-- Instructions for the task --
Copy exactly the lines of the data below, beginning with the line with "the wooden ice" and ending with the line with "fruit and put a dot on each instance?". Pictures are to be omitted.

-- Source records --
^^^^^^^^^^^^^^^^

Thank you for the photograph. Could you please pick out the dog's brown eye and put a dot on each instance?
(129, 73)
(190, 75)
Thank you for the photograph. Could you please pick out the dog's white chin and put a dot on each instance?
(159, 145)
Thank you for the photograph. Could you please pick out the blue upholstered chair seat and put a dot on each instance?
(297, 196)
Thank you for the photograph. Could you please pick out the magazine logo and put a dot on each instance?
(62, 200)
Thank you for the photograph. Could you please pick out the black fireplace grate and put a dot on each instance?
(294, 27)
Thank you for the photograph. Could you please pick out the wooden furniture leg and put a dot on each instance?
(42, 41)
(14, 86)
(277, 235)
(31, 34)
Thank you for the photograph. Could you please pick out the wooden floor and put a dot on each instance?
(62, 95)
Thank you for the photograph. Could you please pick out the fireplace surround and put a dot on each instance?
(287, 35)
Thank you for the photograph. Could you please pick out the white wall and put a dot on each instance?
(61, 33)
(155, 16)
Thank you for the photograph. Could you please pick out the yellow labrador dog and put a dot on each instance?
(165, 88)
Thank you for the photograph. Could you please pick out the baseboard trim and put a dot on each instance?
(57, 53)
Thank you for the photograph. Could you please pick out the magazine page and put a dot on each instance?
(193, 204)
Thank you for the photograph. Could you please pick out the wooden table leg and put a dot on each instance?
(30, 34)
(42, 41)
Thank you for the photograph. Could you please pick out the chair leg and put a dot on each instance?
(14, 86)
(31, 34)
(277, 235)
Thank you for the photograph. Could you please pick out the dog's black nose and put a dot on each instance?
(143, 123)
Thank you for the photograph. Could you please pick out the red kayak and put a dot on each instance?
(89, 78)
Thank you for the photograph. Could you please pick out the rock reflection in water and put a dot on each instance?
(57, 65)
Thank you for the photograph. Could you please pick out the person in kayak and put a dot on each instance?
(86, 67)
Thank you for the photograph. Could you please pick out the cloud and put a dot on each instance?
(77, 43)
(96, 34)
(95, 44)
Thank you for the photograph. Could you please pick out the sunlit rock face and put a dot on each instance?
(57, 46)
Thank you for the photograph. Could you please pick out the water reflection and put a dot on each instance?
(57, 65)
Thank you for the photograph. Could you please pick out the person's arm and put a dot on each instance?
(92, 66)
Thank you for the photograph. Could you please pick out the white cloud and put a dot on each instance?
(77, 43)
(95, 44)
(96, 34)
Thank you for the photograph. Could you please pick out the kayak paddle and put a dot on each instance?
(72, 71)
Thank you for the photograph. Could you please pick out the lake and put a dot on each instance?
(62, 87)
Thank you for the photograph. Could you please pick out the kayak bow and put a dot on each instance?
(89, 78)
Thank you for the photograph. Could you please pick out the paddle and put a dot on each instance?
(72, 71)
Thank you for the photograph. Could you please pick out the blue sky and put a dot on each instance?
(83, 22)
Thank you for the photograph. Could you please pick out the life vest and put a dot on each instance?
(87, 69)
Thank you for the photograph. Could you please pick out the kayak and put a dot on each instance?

^^^^^^^^^^^^^^^^

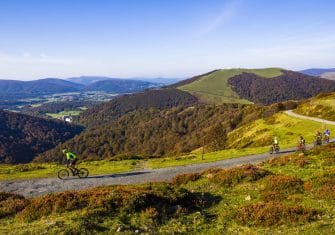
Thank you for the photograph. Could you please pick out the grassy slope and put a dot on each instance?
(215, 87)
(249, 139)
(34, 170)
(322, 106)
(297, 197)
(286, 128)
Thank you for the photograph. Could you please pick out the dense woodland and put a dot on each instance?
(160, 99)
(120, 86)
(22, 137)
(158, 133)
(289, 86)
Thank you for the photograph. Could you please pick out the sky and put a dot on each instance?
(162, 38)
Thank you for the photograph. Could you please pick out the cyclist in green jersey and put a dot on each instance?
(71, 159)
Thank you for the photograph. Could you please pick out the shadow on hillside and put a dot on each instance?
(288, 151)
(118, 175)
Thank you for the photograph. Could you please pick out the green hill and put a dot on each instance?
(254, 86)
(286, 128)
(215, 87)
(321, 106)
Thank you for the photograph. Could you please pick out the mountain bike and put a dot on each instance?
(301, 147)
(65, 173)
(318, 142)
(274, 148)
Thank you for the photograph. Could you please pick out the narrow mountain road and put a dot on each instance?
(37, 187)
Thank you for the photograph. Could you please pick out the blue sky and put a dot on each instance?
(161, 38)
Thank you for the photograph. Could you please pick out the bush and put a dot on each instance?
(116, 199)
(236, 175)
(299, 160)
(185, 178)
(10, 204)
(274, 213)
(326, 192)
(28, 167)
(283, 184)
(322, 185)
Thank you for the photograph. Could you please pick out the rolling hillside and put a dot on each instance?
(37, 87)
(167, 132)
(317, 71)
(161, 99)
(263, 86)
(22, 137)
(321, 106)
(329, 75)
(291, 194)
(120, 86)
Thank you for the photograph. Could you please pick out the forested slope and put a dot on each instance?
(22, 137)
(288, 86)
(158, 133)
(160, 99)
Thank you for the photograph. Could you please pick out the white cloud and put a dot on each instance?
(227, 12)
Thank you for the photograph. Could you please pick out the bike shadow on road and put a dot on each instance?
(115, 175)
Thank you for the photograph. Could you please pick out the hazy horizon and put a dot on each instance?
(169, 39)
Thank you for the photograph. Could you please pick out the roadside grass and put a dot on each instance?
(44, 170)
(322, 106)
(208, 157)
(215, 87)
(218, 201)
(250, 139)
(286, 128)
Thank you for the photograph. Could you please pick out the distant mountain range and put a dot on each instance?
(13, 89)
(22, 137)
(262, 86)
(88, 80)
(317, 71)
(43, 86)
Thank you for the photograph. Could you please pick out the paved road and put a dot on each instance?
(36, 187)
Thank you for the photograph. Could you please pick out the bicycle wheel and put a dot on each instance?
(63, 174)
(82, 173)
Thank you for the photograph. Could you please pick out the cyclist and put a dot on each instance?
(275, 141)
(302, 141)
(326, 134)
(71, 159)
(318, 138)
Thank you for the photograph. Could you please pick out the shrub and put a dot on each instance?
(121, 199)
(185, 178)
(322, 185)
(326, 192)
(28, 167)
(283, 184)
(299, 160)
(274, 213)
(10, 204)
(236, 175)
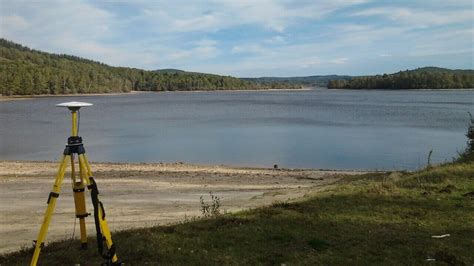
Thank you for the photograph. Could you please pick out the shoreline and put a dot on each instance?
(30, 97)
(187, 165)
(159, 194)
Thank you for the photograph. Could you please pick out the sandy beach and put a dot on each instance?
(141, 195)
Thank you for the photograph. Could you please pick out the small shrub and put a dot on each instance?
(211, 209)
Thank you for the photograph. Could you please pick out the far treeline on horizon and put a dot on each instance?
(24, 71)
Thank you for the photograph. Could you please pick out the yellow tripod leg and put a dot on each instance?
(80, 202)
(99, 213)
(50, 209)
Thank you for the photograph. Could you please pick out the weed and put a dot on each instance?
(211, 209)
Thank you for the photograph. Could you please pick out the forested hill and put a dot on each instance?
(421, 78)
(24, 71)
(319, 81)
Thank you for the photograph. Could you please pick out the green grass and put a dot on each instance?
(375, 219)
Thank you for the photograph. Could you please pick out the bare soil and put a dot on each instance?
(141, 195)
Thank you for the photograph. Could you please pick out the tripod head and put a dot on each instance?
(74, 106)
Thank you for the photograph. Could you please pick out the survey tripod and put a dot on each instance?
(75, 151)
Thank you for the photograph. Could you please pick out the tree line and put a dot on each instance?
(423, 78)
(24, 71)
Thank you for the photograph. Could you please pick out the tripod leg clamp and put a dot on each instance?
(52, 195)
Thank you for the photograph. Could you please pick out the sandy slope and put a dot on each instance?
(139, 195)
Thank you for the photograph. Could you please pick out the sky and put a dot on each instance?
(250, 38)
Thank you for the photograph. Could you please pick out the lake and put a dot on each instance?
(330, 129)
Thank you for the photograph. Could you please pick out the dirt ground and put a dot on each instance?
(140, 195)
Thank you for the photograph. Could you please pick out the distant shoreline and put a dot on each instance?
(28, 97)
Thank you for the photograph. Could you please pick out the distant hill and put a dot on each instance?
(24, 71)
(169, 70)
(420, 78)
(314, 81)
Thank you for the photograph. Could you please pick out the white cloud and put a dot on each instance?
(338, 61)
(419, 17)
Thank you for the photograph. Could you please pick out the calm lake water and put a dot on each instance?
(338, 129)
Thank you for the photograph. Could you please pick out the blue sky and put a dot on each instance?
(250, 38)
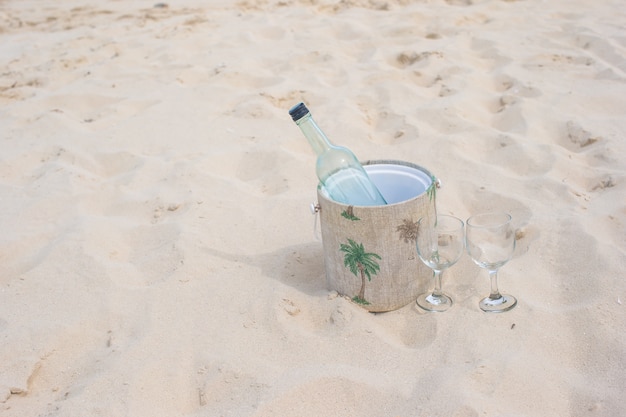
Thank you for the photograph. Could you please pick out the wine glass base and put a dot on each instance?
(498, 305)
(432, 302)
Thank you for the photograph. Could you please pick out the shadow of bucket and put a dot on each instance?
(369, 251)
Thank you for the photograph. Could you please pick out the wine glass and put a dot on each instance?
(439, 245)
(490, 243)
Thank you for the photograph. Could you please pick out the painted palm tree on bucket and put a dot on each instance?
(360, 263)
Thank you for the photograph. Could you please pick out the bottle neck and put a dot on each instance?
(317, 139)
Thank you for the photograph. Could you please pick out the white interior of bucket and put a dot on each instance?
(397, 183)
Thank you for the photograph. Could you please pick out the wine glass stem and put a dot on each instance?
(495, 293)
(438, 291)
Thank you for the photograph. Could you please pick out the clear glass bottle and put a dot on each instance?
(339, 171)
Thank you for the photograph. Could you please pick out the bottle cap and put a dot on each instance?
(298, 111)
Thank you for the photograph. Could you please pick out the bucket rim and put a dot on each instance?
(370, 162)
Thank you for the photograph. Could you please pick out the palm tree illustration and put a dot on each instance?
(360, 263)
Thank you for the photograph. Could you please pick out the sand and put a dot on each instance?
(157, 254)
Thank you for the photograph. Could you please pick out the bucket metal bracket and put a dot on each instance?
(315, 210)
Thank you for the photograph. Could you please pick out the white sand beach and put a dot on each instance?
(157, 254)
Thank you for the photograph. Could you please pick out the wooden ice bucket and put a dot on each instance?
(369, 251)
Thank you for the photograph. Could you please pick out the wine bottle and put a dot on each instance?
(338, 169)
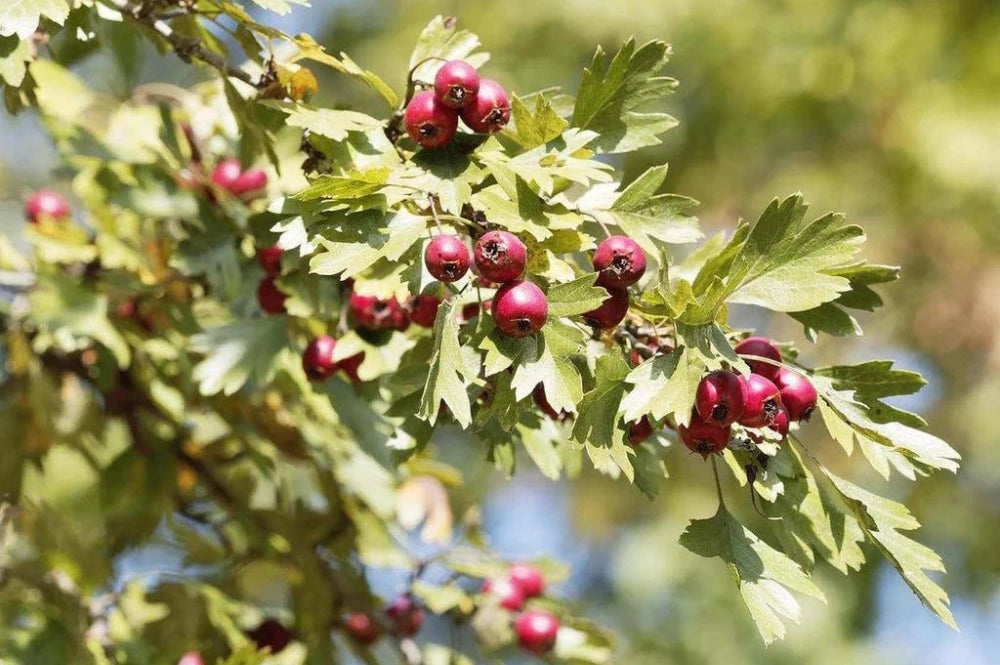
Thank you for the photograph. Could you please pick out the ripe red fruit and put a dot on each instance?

^^^^^^^^^^^^^^^^

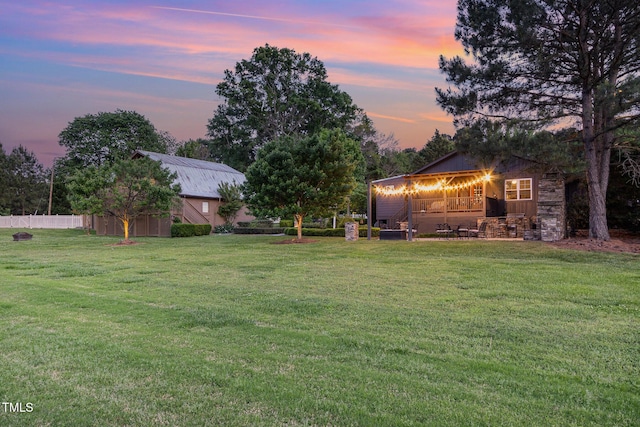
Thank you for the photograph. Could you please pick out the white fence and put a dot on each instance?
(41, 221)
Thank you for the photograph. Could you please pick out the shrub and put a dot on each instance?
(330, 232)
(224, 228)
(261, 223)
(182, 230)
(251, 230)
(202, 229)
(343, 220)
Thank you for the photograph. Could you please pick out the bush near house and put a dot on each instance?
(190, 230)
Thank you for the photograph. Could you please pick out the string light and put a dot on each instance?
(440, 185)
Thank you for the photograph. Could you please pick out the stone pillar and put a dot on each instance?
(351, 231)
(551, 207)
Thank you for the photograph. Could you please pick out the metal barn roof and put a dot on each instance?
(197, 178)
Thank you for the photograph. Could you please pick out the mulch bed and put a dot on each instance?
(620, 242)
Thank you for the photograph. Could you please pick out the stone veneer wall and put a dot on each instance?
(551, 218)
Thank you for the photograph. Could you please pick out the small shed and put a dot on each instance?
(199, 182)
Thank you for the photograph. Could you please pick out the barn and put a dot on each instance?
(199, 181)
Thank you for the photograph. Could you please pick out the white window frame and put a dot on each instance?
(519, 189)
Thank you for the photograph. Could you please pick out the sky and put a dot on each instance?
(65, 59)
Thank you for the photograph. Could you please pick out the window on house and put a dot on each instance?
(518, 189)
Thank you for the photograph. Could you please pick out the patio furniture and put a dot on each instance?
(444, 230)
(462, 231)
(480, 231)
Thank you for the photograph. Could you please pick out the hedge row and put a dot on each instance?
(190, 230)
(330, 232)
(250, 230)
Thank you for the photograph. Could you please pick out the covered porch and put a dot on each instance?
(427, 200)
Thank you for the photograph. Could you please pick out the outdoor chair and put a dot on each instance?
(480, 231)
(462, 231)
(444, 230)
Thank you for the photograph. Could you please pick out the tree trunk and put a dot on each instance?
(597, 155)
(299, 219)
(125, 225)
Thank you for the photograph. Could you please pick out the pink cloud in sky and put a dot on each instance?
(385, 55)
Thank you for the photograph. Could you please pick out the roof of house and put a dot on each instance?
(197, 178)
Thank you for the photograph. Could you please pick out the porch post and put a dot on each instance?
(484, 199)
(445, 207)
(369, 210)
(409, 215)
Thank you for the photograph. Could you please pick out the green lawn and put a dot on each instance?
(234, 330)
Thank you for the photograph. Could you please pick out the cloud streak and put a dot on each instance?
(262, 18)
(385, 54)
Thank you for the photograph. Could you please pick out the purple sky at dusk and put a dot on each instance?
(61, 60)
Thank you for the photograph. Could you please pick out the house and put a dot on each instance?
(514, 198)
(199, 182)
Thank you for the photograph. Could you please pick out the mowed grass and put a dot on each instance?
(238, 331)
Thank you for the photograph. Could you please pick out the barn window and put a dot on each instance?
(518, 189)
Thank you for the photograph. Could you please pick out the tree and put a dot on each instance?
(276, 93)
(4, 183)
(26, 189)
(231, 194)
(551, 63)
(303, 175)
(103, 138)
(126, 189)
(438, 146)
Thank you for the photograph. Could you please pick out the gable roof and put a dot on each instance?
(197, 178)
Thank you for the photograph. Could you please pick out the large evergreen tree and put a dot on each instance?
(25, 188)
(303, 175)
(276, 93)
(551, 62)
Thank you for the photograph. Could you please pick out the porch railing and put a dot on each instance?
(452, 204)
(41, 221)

^^^^^^^^^^^^^^^^

-- Solution for this exercise --
Thank you for the photograph. Could you please pick out the wooden ice bucket and put a dot on each instance?
(369, 251)
Thank you for the photograph. Could you please pick out the wine bottle and put a dot on each instance?
(338, 169)
Thank you for the photograph. Could you please pick out the ripe red fruit and put a dot on each instance?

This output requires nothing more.